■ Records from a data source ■
** begin **
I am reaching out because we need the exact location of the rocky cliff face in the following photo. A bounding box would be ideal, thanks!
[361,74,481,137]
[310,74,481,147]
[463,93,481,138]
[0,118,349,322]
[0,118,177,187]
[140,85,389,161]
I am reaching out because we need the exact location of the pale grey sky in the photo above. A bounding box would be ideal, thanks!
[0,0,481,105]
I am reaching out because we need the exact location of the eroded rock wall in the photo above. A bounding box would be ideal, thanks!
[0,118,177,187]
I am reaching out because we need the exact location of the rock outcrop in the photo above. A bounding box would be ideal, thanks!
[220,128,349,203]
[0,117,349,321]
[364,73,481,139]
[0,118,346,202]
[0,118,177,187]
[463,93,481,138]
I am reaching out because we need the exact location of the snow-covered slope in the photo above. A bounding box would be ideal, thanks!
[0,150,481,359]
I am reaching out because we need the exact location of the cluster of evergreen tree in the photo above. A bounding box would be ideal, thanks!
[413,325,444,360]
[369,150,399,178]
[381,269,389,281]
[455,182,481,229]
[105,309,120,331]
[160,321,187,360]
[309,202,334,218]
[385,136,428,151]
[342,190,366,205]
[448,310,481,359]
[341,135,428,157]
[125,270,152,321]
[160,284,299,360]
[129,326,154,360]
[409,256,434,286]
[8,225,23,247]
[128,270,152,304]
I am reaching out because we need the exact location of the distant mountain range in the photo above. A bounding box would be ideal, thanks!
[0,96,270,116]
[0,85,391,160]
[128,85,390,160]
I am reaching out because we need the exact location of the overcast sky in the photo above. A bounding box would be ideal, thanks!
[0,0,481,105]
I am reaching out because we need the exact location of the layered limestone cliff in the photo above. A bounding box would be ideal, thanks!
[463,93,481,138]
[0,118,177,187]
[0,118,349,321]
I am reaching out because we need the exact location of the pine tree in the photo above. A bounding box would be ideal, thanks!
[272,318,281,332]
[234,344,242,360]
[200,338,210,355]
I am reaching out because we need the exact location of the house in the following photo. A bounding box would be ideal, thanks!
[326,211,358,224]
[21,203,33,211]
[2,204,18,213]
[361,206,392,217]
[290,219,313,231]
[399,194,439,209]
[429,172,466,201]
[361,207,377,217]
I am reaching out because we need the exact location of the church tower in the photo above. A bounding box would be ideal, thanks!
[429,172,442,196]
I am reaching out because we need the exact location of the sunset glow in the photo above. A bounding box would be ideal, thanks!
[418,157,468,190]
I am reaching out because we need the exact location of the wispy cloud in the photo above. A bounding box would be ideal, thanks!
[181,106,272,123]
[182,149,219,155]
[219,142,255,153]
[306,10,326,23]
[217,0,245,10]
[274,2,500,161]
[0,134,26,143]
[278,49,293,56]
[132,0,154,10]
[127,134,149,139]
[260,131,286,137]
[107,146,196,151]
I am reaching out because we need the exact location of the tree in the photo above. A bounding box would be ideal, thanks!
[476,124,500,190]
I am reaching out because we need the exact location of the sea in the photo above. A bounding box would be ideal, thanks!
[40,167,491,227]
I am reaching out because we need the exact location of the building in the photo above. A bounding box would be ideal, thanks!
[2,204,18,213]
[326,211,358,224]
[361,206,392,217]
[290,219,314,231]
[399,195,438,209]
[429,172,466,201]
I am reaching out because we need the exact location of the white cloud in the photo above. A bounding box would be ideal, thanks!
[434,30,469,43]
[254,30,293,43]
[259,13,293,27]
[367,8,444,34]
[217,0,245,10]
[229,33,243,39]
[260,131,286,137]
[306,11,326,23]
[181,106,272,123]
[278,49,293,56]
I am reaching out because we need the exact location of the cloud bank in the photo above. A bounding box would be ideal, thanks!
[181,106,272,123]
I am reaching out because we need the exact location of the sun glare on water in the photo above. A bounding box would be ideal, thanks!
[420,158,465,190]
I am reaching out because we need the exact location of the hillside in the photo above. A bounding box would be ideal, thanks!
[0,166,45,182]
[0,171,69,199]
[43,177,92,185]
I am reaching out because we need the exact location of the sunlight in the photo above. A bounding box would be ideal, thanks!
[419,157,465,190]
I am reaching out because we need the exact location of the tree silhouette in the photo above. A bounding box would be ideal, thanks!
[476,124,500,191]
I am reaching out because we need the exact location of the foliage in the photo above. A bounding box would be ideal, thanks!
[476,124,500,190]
** end **
■ The exercise ■
Write out all the items above again, substituting "rectangle" for every "bounding box" and leaving everything else unchanged.

■ Exercise response ■
I am reaching out because we need the exact location of the rocky cliff face in the following photo. A rectangle would be ideal, thanks!
[361,74,481,137]
[310,74,481,147]
[463,93,481,138]
[0,118,349,322]
[0,118,177,187]
[140,85,389,161]
I am reaching out because we need the exact location of the pale grey sky in the photo above. A rectangle would be ideal, thanks!
[0,0,481,105]
I am reaching out because we need the exact location of the eroded rock wall in the photo above. A rectangle would be ideal, thanks!
[0,118,177,187]
I am reaching out because we need the exact location of the rock outcrop in the photo above. A rectangle would be ideal, thanks!
[220,128,349,203]
[0,117,349,321]
[364,73,481,139]
[0,118,346,202]
[0,118,177,187]
[463,93,481,138]
I am reaching out because we need the exact location of the snow-covered slope in the photo above. A rectangle would be ideal, thanks!
[0,150,481,359]
I am reaching out because we need the exact location of the cluster of evergreen tree in the photo above. A rectangle would be ideal, thanks!
[413,325,444,360]
[369,150,399,178]
[381,269,389,281]
[455,182,481,229]
[105,309,120,331]
[160,321,187,360]
[309,202,334,218]
[385,136,428,151]
[342,190,366,205]
[448,310,481,359]
[341,135,428,157]
[125,270,152,321]
[160,284,299,360]
[129,326,154,360]
[409,256,434,286]
[8,225,23,247]
[128,270,152,304]
I am reaching out because we need the exact location of the distant mountain range in the photo above. A rectangle would be ideal, thanks!
[0,96,270,116]
[0,85,391,160]
[128,85,390,160]
I am reaching out because we need the exact location of the overcast sky in the photo above. A rectangle would be ideal, thanks!
[0,0,481,105]
I am reaching out because we need the exact location of the layered limestone cliff in the photo above. A rectangle would be ideal, thanks!
[463,93,481,138]
[0,118,177,187]
[0,118,349,321]
I am reaching out because we need the exact location of the pine tree in the photo above. A rectangle would be ideal, thanks!
[272,318,281,332]
[234,344,242,360]
[200,338,210,355]
I am reaching out because we need the exact location of the house in the following photo. A rectangle would be ideal, thanks!
[326,211,358,224]
[21,203,33,211]
[2,204,18,213]
[361,206,392,217]
[290,219,313,231]
[399,194,439,209]
[429,172,466,201]
[361,207,377,217]
I am reaching out because we need the exact location of the church tower in the photo above. A rectangle would be ideal, thanks!
[429,172,442,196]
I am reaching out because we need the exact location of the sunset glow in the photo above. A rectangle would be ideal, thanks!
[418,157,468,190]
I am reaching out because we need the exact location of the wispy cloud in the photo above. A rectangle would be ideal, thanks!
[181,106,272,123]
[182,149,219,155]
[219,142,255,153]
[306,10,326,23]
[217,0,245,10]
[274,2,500,161]
[0,134,26,143]
[278,49,293,56]
[132,0,154,10]
[127,134,149,139]
[260,131,286,137]
[107,146,196,151]
I am reaching out because we need the exact location of the tree in the photo above. A rectangle would be ideal, thanks!
[476,124,500,190]
I am reaching out because we need the exact location of the sea in the photo above. A rectangle would be ideal, thanks!
[40,167,491,227]
I am reaching out because we need the exact location of the building in the photo above. A rectangle would be ideal, thanks!
[2,204,18,213]
[326,211,358,224]
[361,206,392,217]
[290,219,314,231]
[399,195,438,209]
[429,172,466,201]
I am reaching out because we need the exact location of the white cloud in the photo above. A rectangle would be ideal, thanks!
[434,30,469,43]
[254,30,293,43]
[259,13,293,27]
[367,8,444,34]
[217,0,245,10]
[229,33,243,39]
[260,131,286,137]
[306,11,326,23]
[181,106,272,123]
[278,49,293,56]
I am reaching out because we need the exact location of the cloud bank in the photo above. A rectangle would be ideal, thanks!
[181,106,272,123]
I am reaching out because we need the exact location of the sun glare on water in the photo above. A rectangle would be ideal, thanks!
[420,158,465,190]
I am reaching out because we need the exact location of the hillside in the photo above. A rectangle would be ideal, thanks!
[0,166,45,182]
[0,171,69,199]
[43,177,92,185]
I am reaching out because we need the exact location of the sunlight in the photo above. A rectangle would be ideal, thanks!
[419,157,465,190]
I am reaching out because we need the exact location of the tree silhouette in the photo above. A rectangle would be ideal, thanks!
[476,124,500,191]
I am reaching out because we need the exact location of the foliage in the photo above. A rectangle would be ideal, thanks!
[476,124,500,190]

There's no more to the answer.